### Source excerpt:
To clarify this point further, the next section provides some purpose and context for grids, as opposed to clusters, and introduces Ian Foster’s three criteria for grids, which must be met before something can be classified as a grid.

Grids and clusters: Purpose and context

As computing power increased and prices dropped over the last part of the 20th century, it became clear that if large numbers of low-cost computers could be used in concert, they could provide supercomputing power at a much lower cost than purpose-built, high-performance supercomputers. This isn’t entirely true anymore; my co-worker just purchased a consumer computer that, according to the government’s definition, qualifies as a supercomputer. Apple makes this computer, and it costs less than $3,000, including delivery.

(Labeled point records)
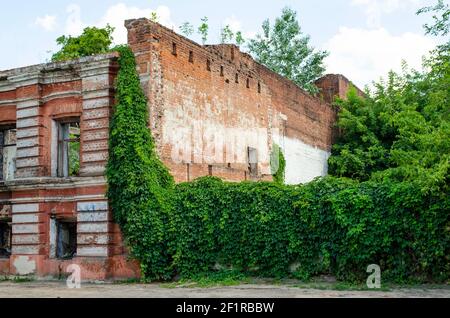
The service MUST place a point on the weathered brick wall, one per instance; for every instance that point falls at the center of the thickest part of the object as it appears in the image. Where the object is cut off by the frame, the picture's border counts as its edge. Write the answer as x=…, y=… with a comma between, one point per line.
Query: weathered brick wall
x=199, y=92
x=34, y=98
x=335, y=85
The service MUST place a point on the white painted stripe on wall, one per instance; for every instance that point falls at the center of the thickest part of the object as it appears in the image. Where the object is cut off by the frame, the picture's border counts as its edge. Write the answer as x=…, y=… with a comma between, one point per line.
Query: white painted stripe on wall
x=92, y=206
x=304, y=163
x=25, y=229
x=25, y=250
x=92, y=228
x=88, y=239
x=92, y=217
x=25, y=218
x=25, y=208
x=92, y=251
x=25, y=239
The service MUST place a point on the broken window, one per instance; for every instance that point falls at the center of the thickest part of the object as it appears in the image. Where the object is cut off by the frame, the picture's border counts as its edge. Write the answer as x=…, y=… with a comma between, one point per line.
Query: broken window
x=5, y=238
x=252, y=161
x=7, y=153
x=66, y=239
x=68, y=149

### Problems to solve:
**1)** Transcribe a passage from the grids and clusters excerpt, beginning at the words "To clarify this" and stopping after "classified as a grid.".
**2)** Answer these questions from the grids and clusters excerpt:
(a) Whose three criteria for grids does the next section introduce?
(b) Which company makes the consumer computer the co-worker purchased?
(c) What does that computer cost, including delivery?
**3)** Resume the grids and clusters excerpt after its last sentence and keep writing.
None of these lines is needed.

### The results:
**1)**
To clarify this point further, the next section provides some purpose and context for grids, as opposed to clusters, and introduces Ian Foster’s three criteria for grids, which must be met before something can be classified as a grid.

**2)**
(a) Ian Foster's
(b) Apple
(c) Less than $3,000

**3)**
As always in engineering, if you optimize one variable, in this case cost, you must offset that gain for a loss in some other aspect of the system. Compared with a supercomputer, clusters pay the price for this low cost in communication overhead and RAM size. Because processes must communicate with other processes via the network, rather than hardware on the motherboard, communication is much slower. Also, high-speed RAM availability is limited by the amount of memory available to hosts in the cluster. Given these constraints, clusters have still proven invaluable in high-performance computing for solving problems that can easily be broken into many smaller tasks and distributed to workers. Ideal problems require little communication between workers, and their work product can be combined or processed in some way after the tasks have been completed.

Grids can certainly solve these sorts of problems, but they might have a supercomputer available for tasks that cannot be broken up so easily. The grid would provide a way to match this supercomputer with your problem, reserve it, authenticate your task and authorize its use of the supercomputer. It would execute the task and provide a way to monitor progress on that supercomputer. When the supercomputer completes your task, it would send the results to you. This supercomputer might even be in a different hemisphere and owned by a different institution. Finally, the grid might even debit your account for using this service.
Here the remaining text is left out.